Deine Aufgaben:
1. Welche Creme hat der Kinderarzt dem Jungen im Forumsverlauf zur Neurodermitis verschrieben?
2. Schreib den Forumsverlauf zur Neurodermitis nach dem letzten Satz ein Stück weiter.

Vorgegebener Text:
· · ·

#  Der kleine Patient >   erneuter  Neurodermitisschub bei 7,5 jährigem >

## Alexapaass

Hallo,
mein Sohn (7,5Jahre) hat seit er 6 Wochen alt ist starke Neurodermits. Jetzt hat er wieder nene neuen Schub, d.h. er hat viel gekratzt (ich denke durchs Schwitzen und die Pollen die gerade fliegen), vorgestern Abend beim duschen fing er ganz erbärmlich an zu weinen und zu schreien, Aua, es tut so weh. Er konnte kaum laufen (schlafen ging nur mit Nurofensaft), Nachts waren wir 1 Std wach weil er sich so gekratz hat und ihm wieder alles weh getan hat. 
Wir waren dann gestern beim KIA, der hat uns dann für Abends Fenistil Trop (bisher hat er Ceterecin bekommen) und eine Creme (Diprogenta) mit hochd. Cortison und Antibiotika drin verschrieben. 
Diagnose: starke Infektion der Haut, Entzündungen, nässende Stellen.
Jetzt hab ich ihm die gestern Abend drauf getan und er schrie sofort das tut weh und brennt. Die Stellen wo ich die Creme geschmiert habe wurden feuerrot und heiß. Heute morgen hab ich sie nochmal drauf getan und da war es das gleiche.
Ich werde gleich nochmal mit dem KIA telefonieren, und fragen was ich da machen kann.
Hat jemand Erfahrungen mit der Creme? Was kann ich noch tun

----------


## Zaubersonne72

Hallo Alexapaass,
Ich habe von meinem KIA damals Dermatop für meine Kinder Bekommen, sie ist sehr gut und enthält ebenfals Cortison.
Beantrag mal eine Reha für dich und den Kleinen. Wir waren damals in Bayern in Oberjoch, das lief über die Rentenvers. und ging erst 4 Wochen und dann 6 Wochen.
Meinen Kindern tat es sehr gut und seit dem wir da waren,wurden sie auch nicht mehr so Krank wie vor dem aufenthalt dort. Die sind auf Neurodermites und Astma spizialisiert. 
Frag mal bei deiner Krankenkasse nach.
Drück dir die daumen
Lg Michaela

----------


## Alexapaass

Hallo
mein Sohn bekommt sonst, wenn es nicht ganz so schlimm ist, auch die Dermatop creme, komm ich eigendlich auch ganz gut mit klar. Nur derzeit sieht die Haut einfach zu schlecht aus, da hilft auch die Dermatop nicht wirklich

----------


## Zaubersonne72

Guten Morgen , es gib noch die möglichkeit in einer Uniklinik in die offenen sprechstunde zu gehen, die ganz genau schauen welche stadium er grade ist und können, dann auf ihn abgestimmt eine Salbe geben. Sprech deinen KIA einfach mal darauf an.

· · ·

Gespeicherte Einträge:
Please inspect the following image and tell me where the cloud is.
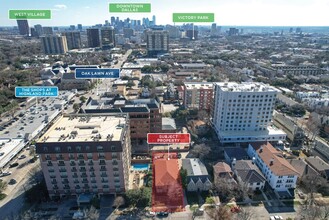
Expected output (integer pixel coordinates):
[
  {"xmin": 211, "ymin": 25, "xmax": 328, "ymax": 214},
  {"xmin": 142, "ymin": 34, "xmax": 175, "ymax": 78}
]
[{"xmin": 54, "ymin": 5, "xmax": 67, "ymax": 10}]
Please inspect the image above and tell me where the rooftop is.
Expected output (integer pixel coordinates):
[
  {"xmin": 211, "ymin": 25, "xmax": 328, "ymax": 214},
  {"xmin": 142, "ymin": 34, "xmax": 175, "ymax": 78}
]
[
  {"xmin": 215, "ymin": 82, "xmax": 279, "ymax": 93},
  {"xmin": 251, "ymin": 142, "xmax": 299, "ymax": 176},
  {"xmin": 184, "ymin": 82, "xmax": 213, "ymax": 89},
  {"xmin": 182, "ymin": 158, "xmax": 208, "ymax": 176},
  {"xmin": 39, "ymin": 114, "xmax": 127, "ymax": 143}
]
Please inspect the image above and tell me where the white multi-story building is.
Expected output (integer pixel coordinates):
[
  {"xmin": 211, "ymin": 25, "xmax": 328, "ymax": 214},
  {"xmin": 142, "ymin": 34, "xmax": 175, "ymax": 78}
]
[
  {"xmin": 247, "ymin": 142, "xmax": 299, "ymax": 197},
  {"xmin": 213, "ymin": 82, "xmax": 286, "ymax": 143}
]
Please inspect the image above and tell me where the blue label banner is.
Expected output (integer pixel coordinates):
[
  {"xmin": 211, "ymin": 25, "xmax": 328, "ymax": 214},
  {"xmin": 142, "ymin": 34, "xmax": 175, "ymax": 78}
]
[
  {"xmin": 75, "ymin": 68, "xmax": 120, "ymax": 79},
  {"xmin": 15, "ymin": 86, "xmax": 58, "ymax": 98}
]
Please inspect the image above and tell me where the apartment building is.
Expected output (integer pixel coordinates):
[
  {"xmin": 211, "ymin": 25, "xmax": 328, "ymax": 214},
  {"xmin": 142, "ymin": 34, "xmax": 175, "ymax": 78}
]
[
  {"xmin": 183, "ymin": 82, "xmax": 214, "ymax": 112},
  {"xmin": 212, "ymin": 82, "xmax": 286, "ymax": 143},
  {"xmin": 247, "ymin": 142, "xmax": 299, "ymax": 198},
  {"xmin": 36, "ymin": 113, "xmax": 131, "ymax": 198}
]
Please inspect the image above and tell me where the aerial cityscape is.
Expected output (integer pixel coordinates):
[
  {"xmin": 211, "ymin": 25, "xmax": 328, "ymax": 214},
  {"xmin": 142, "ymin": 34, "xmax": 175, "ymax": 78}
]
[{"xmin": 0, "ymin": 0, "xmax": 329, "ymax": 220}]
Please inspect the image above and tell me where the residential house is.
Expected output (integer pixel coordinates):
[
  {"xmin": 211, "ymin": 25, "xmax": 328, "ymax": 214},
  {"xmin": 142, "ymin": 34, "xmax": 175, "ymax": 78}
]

· · ·

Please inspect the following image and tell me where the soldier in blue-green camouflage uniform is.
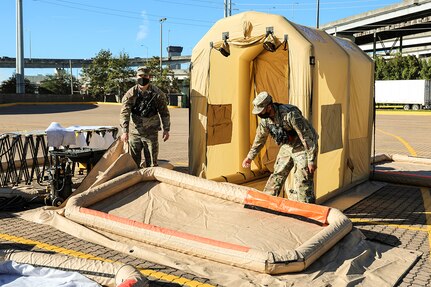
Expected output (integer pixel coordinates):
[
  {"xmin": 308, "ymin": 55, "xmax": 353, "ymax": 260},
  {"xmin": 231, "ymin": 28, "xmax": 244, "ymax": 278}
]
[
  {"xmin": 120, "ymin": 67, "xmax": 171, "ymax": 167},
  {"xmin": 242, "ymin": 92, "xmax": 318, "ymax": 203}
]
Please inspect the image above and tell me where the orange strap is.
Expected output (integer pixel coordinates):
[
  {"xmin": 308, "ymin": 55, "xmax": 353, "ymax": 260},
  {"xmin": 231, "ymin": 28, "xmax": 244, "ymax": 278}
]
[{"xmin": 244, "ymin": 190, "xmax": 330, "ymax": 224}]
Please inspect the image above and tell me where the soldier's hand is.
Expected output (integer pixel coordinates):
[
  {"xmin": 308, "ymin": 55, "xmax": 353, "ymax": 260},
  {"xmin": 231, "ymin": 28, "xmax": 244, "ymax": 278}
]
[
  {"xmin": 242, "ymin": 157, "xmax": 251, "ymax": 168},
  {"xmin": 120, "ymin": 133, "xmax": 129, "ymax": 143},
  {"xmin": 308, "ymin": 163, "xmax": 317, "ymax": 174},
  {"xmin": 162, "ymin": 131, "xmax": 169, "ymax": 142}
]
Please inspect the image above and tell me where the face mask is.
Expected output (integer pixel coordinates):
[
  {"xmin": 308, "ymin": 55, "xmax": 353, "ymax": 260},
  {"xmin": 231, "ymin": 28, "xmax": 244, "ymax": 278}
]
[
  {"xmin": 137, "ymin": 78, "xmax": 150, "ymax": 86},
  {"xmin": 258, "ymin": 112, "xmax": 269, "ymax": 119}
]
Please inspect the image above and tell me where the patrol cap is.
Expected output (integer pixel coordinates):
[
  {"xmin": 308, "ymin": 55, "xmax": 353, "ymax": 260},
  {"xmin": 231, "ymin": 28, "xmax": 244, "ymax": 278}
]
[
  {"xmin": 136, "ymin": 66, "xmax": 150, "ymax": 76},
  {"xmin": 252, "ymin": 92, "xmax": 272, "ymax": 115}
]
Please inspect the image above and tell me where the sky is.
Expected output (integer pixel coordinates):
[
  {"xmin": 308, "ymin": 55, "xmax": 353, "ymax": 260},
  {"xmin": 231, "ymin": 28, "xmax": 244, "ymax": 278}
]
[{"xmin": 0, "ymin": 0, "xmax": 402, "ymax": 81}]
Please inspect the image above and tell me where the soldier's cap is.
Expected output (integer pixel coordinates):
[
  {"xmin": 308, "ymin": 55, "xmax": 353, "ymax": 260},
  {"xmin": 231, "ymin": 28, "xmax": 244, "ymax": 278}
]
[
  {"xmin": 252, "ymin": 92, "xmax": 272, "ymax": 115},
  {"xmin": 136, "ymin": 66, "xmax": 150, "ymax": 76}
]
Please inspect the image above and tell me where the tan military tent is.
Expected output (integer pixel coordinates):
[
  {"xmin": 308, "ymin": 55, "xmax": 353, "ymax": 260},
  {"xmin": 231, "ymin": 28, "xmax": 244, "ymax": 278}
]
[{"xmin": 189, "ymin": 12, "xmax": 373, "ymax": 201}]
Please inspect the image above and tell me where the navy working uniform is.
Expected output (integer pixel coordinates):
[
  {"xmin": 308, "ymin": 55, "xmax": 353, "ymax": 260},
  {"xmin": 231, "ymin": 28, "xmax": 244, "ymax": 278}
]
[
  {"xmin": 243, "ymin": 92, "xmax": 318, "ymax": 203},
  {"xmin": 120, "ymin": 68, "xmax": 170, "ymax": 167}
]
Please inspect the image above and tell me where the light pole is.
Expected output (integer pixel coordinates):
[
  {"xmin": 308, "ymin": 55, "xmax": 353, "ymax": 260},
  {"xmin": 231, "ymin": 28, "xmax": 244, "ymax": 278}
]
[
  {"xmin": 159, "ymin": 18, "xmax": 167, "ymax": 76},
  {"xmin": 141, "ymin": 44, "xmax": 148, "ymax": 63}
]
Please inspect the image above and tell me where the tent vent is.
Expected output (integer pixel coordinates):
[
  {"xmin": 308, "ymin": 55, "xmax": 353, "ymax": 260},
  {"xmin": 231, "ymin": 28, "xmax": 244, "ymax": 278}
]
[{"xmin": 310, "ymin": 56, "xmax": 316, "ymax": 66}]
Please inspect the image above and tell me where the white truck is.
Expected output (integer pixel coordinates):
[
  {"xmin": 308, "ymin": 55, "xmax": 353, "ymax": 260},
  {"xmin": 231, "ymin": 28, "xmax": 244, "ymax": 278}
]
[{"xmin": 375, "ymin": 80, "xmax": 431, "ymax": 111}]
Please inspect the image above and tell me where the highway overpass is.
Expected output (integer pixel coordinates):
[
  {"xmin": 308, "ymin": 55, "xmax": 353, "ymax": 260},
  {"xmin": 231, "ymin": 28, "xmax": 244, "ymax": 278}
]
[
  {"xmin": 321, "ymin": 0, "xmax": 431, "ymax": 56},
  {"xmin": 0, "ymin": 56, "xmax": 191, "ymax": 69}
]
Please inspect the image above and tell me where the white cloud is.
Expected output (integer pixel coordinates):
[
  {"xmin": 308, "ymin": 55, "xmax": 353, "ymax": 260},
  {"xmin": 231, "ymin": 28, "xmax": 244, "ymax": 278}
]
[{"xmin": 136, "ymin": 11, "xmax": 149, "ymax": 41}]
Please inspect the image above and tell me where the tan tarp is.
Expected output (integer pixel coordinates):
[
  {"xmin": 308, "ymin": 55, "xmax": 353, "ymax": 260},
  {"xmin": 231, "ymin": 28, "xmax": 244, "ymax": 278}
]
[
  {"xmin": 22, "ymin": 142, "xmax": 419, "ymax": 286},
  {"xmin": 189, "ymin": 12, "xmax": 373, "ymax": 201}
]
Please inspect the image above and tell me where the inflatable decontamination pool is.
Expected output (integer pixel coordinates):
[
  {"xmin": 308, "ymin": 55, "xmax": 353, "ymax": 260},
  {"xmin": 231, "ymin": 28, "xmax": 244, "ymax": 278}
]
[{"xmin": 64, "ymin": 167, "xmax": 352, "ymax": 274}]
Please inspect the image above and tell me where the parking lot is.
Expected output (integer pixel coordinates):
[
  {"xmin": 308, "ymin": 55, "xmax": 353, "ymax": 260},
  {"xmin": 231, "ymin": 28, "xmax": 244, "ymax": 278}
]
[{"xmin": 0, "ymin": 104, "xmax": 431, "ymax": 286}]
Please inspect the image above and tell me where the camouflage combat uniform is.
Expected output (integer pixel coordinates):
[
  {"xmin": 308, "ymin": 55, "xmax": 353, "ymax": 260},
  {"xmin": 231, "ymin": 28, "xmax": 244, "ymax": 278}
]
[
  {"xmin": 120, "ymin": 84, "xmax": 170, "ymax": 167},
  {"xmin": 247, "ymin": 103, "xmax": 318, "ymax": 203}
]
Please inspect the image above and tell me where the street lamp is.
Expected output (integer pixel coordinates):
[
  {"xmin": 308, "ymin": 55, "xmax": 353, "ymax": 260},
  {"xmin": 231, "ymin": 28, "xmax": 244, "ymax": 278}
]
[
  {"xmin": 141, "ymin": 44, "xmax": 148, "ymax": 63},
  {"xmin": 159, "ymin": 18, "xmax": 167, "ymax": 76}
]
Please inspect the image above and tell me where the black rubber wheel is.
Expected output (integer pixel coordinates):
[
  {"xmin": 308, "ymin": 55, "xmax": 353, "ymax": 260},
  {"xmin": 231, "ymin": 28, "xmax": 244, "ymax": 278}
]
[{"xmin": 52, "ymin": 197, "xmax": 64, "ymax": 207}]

· · ·

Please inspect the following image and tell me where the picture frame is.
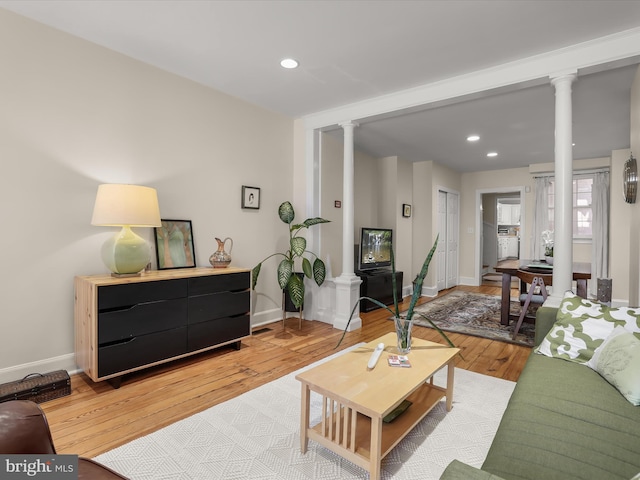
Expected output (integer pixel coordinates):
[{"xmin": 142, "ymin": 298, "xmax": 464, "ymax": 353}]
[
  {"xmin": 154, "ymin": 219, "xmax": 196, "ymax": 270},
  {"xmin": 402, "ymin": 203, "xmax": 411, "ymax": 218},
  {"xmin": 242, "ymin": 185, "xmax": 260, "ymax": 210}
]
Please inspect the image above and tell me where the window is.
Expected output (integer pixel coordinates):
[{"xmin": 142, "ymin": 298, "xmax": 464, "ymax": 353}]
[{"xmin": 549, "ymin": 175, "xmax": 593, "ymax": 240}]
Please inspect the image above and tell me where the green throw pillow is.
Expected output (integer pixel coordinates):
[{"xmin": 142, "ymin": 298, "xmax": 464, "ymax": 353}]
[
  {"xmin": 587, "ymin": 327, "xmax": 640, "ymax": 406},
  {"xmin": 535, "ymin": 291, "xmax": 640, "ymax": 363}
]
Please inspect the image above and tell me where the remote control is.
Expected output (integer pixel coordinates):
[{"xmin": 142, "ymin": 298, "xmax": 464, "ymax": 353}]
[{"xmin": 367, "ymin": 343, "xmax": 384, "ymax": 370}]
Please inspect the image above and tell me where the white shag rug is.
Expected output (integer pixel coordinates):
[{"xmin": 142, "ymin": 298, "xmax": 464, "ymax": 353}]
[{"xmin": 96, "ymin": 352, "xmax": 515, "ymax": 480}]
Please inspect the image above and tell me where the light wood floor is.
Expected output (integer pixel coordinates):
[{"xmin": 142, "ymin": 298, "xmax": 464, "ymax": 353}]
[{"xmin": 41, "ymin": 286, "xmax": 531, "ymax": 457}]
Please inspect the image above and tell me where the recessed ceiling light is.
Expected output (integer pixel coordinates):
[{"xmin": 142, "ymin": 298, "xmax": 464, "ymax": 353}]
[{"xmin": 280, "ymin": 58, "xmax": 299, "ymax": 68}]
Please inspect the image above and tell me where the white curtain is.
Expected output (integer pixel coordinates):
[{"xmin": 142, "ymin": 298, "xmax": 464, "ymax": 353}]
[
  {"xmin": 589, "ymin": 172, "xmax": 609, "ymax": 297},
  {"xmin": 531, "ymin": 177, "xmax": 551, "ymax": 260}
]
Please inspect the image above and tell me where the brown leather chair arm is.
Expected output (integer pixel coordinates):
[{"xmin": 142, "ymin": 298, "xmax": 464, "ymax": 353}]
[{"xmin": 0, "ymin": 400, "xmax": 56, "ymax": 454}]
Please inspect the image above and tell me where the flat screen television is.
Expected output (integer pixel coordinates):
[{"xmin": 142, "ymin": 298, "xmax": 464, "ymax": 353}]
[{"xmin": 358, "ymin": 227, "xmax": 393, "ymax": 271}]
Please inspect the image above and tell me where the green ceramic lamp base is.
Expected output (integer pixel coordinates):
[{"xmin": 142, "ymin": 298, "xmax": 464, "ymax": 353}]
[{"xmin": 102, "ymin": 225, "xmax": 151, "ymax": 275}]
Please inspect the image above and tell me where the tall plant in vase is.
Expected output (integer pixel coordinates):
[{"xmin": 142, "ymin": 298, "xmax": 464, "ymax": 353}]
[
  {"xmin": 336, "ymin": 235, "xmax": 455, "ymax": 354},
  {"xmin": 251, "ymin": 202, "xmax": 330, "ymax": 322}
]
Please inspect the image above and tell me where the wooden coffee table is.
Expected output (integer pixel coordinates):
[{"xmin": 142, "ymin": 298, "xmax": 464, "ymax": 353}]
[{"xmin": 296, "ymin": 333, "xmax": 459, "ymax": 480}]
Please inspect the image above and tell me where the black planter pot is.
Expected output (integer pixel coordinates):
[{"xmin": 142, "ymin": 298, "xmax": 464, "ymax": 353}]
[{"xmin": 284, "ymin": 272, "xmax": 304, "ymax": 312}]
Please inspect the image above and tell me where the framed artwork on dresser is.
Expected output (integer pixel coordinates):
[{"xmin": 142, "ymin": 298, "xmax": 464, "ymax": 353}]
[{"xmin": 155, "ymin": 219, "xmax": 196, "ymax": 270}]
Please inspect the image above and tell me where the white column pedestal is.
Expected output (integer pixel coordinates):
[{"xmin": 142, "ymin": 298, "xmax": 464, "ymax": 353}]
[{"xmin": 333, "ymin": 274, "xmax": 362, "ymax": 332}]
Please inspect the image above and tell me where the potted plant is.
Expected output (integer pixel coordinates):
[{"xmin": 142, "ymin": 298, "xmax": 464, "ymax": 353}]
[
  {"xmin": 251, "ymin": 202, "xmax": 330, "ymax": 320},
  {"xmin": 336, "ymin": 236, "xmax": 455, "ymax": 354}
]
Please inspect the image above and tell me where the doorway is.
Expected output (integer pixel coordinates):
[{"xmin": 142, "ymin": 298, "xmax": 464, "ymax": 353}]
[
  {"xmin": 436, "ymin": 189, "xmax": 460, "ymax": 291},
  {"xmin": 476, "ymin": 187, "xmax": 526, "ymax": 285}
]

· · ·

Die Antworten:
1. Diprogenta, eine Creme mit hochdosiertem Cortison und Antibiotika.

2.
Ansonsten könntest du vielleicht, es noch bei einem Hautarzt versuchen, als notfall lösung wenn es ganz schlimm ist, bei uns half in einem akuten schub immer kälte. Also ein külpack, aber nicht gefrohren! Das für einen moment auf die stellen die ganz schlimm Jucken.
Viel glück euch 
Glg Michaela

----------


## Alexapaass

Kälte ist bei uns auch sehr gut, wenn es ganz schlimm juckt, fragt er schon immer nach was galtem

----------


## Zaubersonne72

Wie gesagt, dann sprich mal mit deinem Kinderazt bezüglich wegen der Uniklinik oder Reha für Neurodermites erkrankte.
Einen lieben Gruß noch 
Ich bin mal gespannt was weiter bei euch passiert
Michaela

----------


## Alexapaass

hallo,
wir waren mit Leon ja schonmal zu Reha, zuletzt im Dez 09. Die Frage ist nur, da wir jetzt in einer anderen KK ob wir da dann schneller als in 2 1/2 Jahren wieder eine genemigt bekommen

----------


## Zaubersonne72

Wenn der Kinderarzt gut ist und das richtige schreibt, dann ja. Dann bekommt ihr vor ablauf der 4 Jahresfrist eine neue Reha beim Rentenversicher. Versuch es einfach und lass dich nicht entmutigen, dfenn sie lehnen immer erstmal ab, aber wenn du wiederspruch einlegst und am Ball bleibst, bewilligen sie meistens dann doch, eigene erfahrung.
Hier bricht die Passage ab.